§ DOCUMENT EXCERPT:
--- begin ---

Just wanted to share this with everyone. I remember joining the Alice in Chains fan club back when Facelift was out or Dirt had just come out; it was very early though. I sent in my buck or 2 and got some great stuff. Cool updates on the band, catalogs to order some great merch and those great Christmas cards.

Well as the years went by the mailings became fewer but I always looked forward to the Christmas cards. Then I got the phone call the first week in April 1996. "Hi", this female voice said, "Is Mark there?" I of course replied "Yes." I don't remember what her name was but she asked if I would be available to be in New York City in the next few days. Before she even finished I said "Yes." I live in Buffalo, New York so it's not super far.

She then told me Alice in Chains would be filming there Unplugged session for MTV and the group would like their fan club members to be a part of it. By this time my jaw had hit the floor and my mind was racing. She then stated that she would get back to me in a few days if I was selected or not. After I got off the phone all I could think about was I had to get selected. Couldn't sleep that night, it was all I could think about the whole next day.

My prayers were finally answered that next night. I got another call from the Alice in Chains fan club gods that I had been selected and they would be Fedexing me everything I needed. Well if you ever wondered how excited one person can get. I reached that point and beyond. I had 2 days until the show. My friend, who was coming with me, and I drove over to the train station got our times and we were ready to go. So next stop NYC!

--- end ---

§ RECORDED DATA:
--- begin ---

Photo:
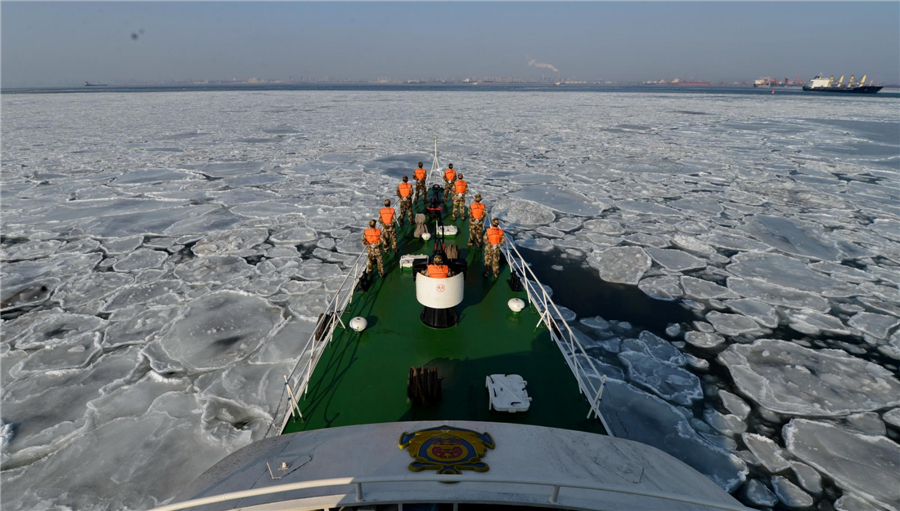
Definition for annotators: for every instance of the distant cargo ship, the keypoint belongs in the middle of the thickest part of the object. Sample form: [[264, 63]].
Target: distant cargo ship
[[819, 84]]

--- end ---

§ GOALS:
(1) According to the Alice in Chains fan club account, in which city does the writer live?
(2) Repeat word for word the stretch of the Alice in Chains fan club account from "Just wanted to" through "not super far.".

§ OUTPUTS BY TASK:
(1) Buffalo, New York.

(2)
Just wanted to share this with everyone. I remember joining the Alice in Chains fan club back when Facelift was out or Dirt had just come out; it was very early though. I sent in my buck or 2 and got some great stuff. Cool updates on the band, catalogs to order some great merch and those great Christmas cards.

Well as the years went by the mailings became fewer but I always looked forward to the Christmas cards. Then I got the phone call the first week in April 1996. "Hi", this female voice said, "Is Mark there?" I of course replied "Yes." I don't remember what her name was but she asked if I would be available to be in New York City in the next few days. Before she even finished I said "Yes." I live in Buffalo, New York so it's not super far.